Input ->
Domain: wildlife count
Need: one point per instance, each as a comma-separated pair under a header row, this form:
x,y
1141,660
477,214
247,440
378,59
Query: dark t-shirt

What you should do -> Copy the data above line for line, leaving every character unchanged.

Right answer ->
Domain: wildlife count
Need: one point per instance, each as a comma-separated pair under a header row, this form:
x,y
1141,660
477,214
247,440
378,59
Query: dark t-shirt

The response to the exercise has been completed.